▶ _GIVEN EXERCISE 1_
In the listing, rewrite the lines from the one containing "the form (111,38)." through the end of the listing, inclusive, with "staircase" replaced by "stairway" and nothing else changed.

··· DOCUMENT PASSAGE

23 By faith Moses, when he was born, was hidden for three months by his parents, because they saw that the child was beautiful, and they were not afraid of the king's edict. 24 By faith Moses, when he was grown up, refused to be called the son of Pharaoh's daughter, 25 choosing rather to be mistreated with the people of God than to enjoy the fleeting pleasures of sin. 26 He considered the reproach of Christ greater wealth than the treasures of Egypt, for he was looking to the reward. 27 By faith he left Egypt, not being afraid of the anger of the king, for he endured as seeing him who is invisible. 28 By faith he kept the Passover and sprinkled the blood, so that the Destroyer of the firstborn might not touch them. 29 By faith the people crossed the Red Sea as on dry land, but the Egyptians, when they attempted to do the same, were drowned.

 

SUMMARY

The recipients of Hebrews would have thought highly of Moses. So the author devotes several verses to showing them that the difficult road of faith they were tempted to turn off was the same road their hero walked. 

In fact, without faith, Moses wouldn’t have survived long enough to become their hero! Before mentioning Moses’ faith, the author reflects on the faith of his parents (v 23). Moses was born at a time when Pharaoh had commanded all Hebrew boys to be killed (Exodus 1:22). Defiantly, Moses’ parents hid him for three months (2:2).

Two reasons are given for this: first, “they were not afraid of the king’s edict”. Boldly, they hid an illegal child despite enormous risk to themselves. Second, they saw he was “beautiful” (“he was no ordinary child”, NIV). This doesn’t simply mean they thought he was cute, but that by faith they sensed God would do something significant through him.[1]


Verses 24-27 recall events that can only be explained by faith. Adopted into Pharaoh’s household, Moses grew up with all the privilege, status, riches, and physical pleasure one could seemingly ever want. And then he renounced it all, trading in his Egyptian identity for solidarity with the mistreated people of God (v 25) and for “the stigma that rests on God’s Anointed” (v 26, NEB).

······

▶ _GIVEN EXERCISE 2_
Reproduce the passage on Moses' faith word for word, from "Two reasons are" through "(v 26, NEB).", inclusive.

··· DATA SUPPLIED

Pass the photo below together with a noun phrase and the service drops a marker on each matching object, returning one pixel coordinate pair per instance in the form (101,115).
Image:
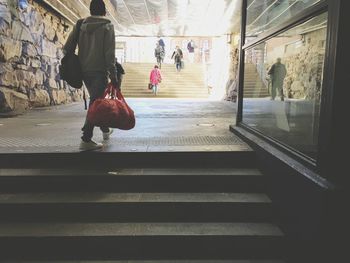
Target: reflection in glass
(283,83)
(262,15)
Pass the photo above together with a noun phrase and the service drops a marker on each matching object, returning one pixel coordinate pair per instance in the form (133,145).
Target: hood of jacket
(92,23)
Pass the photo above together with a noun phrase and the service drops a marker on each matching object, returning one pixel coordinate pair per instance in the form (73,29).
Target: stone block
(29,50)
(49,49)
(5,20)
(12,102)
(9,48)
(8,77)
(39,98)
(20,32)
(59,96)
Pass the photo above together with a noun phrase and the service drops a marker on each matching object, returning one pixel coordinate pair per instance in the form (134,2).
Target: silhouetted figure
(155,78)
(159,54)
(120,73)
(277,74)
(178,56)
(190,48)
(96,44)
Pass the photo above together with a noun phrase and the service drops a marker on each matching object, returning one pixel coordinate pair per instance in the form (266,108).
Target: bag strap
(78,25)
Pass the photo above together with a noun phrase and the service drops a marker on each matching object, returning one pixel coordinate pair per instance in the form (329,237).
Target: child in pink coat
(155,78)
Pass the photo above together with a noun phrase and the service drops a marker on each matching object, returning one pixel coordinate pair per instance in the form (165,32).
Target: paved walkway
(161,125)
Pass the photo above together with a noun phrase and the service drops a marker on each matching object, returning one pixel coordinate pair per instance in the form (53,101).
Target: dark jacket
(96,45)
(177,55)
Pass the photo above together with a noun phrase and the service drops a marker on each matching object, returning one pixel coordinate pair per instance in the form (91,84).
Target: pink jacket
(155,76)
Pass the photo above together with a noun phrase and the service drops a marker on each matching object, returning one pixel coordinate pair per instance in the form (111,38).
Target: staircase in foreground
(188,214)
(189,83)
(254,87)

······

▶ _TASK OUTPUT 1_
Pass the photo above together with a noun phrase and the service drops a marker on each matching object, returning one pixel coordinate pair per instance in the form (111,38).
Target: stairway in foreground
(188,214)
(189,83)
(254,87)

▶ _TASK OUTPUT 2_
Two reasons are given for this: first, “they were not afraid of the king’s edict”. Boldly, they hid an illegal child despite enormous risk to themselves. Second, they saw he was “beautiful” (“he was no ordinary child”, NIV). This doesn’t simply mean they thought he was cute, but that by faith they sensed God would do something significant through him.[1]


Verses 24-27 recall events that can only be explained by faith. Adopted into Pharaoh’s household, Moses grew up with all the privilege, status, riches, and physical pleasure one could seemingly ever want. And then he renounced it all, trading in his Egyptian identity for solidarity with the mistreated people of God (v 25) and for “the stigma that rests on God’s Anointed” (v 26, NEB).